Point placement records
** START **

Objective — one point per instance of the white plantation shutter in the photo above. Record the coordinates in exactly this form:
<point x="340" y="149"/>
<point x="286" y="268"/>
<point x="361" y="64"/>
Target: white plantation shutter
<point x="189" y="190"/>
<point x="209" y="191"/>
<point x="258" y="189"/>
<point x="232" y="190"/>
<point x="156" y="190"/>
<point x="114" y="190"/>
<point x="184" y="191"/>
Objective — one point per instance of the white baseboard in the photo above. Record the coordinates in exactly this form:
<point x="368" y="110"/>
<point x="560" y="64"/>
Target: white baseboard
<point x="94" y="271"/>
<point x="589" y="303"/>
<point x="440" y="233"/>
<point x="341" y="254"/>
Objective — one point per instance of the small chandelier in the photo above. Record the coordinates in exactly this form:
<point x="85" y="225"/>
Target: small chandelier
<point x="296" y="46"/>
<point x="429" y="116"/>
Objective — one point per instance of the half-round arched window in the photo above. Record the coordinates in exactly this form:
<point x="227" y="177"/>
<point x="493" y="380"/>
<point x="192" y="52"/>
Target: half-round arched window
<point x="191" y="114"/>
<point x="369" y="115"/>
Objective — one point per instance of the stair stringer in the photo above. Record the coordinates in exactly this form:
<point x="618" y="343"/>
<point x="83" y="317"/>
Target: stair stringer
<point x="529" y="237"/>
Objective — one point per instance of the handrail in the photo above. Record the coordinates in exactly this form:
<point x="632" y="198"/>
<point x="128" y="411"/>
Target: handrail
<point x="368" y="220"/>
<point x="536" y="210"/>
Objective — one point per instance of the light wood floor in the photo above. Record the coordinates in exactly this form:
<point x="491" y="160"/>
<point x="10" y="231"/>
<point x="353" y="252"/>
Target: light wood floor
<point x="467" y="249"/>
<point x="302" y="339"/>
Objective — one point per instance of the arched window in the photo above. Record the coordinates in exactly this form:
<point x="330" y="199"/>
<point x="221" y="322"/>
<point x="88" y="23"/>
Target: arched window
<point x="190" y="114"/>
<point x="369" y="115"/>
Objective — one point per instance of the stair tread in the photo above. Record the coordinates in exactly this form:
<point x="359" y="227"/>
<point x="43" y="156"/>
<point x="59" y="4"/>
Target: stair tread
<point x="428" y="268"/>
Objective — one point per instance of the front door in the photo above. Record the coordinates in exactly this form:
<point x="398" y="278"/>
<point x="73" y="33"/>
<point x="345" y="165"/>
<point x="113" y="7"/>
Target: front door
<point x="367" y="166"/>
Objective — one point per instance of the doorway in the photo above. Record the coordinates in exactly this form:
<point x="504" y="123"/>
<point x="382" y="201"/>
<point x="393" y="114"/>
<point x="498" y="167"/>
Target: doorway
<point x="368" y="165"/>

** END **

### What you need to do
From the line holding "Objective — one point per instance of the handrail" through the last line above, reproduce each line exactly and add nothing.

### The result
Objective — one point per instance of the handrail in the photo above. Record the coordinates in exactly this form:
<point x="632" y="198"/>
<point x="128" y="411"/>
Target: handrail
<point x="368" y="220"/>
<point x="536" y="210"/>
Objective — one point per instance of the light wood floor in the photo above. Record the coordinates in exactly this form:
<point x="491" y="160"/>
<point x="10" y="231"/>
<point x="353" y="252"/>
Target: light wood floor
<point x="467" y="249"/>
<point x="302" y="339"/>
Objective — one point per instance of the arched window in the photo above. Record the coordinates in exactly this form:
<point x="330" y="199"/>
<point x="221" y="322"/>
<point x="88" y="23"/>
Target: arched window
<point x="190" y="114"/>
<point x="369" y="115"/>
Objective — one point per instance of the stair tread in the photo above. Record the coordinates in exactly this form:
<point x="359" y="227"/>
<point x="43" y="156"/>
<point x="59" y="4"/>
Target: stair tread
<point x="428" y="268"/>
Objective — one point per instance of the front door in the photo above. Record the coordinates in exactly this form:
<point x="398" y="278"/>
<point x="73" y="33"/>
<point x="345" y="165"/>
<point x="113" y="7"/>
Target: front door
<point x="367" y="166"/>
Objective — one point per instance of the doorway in the photo above. Record the coordinates in exactly this form:
<point x="504" y="123"/>
<point x="382" y="201"/>
<point x="393" y="114"/>
<point x="498" y="167"/>
Target: doorway
<point x="368" y="165"/>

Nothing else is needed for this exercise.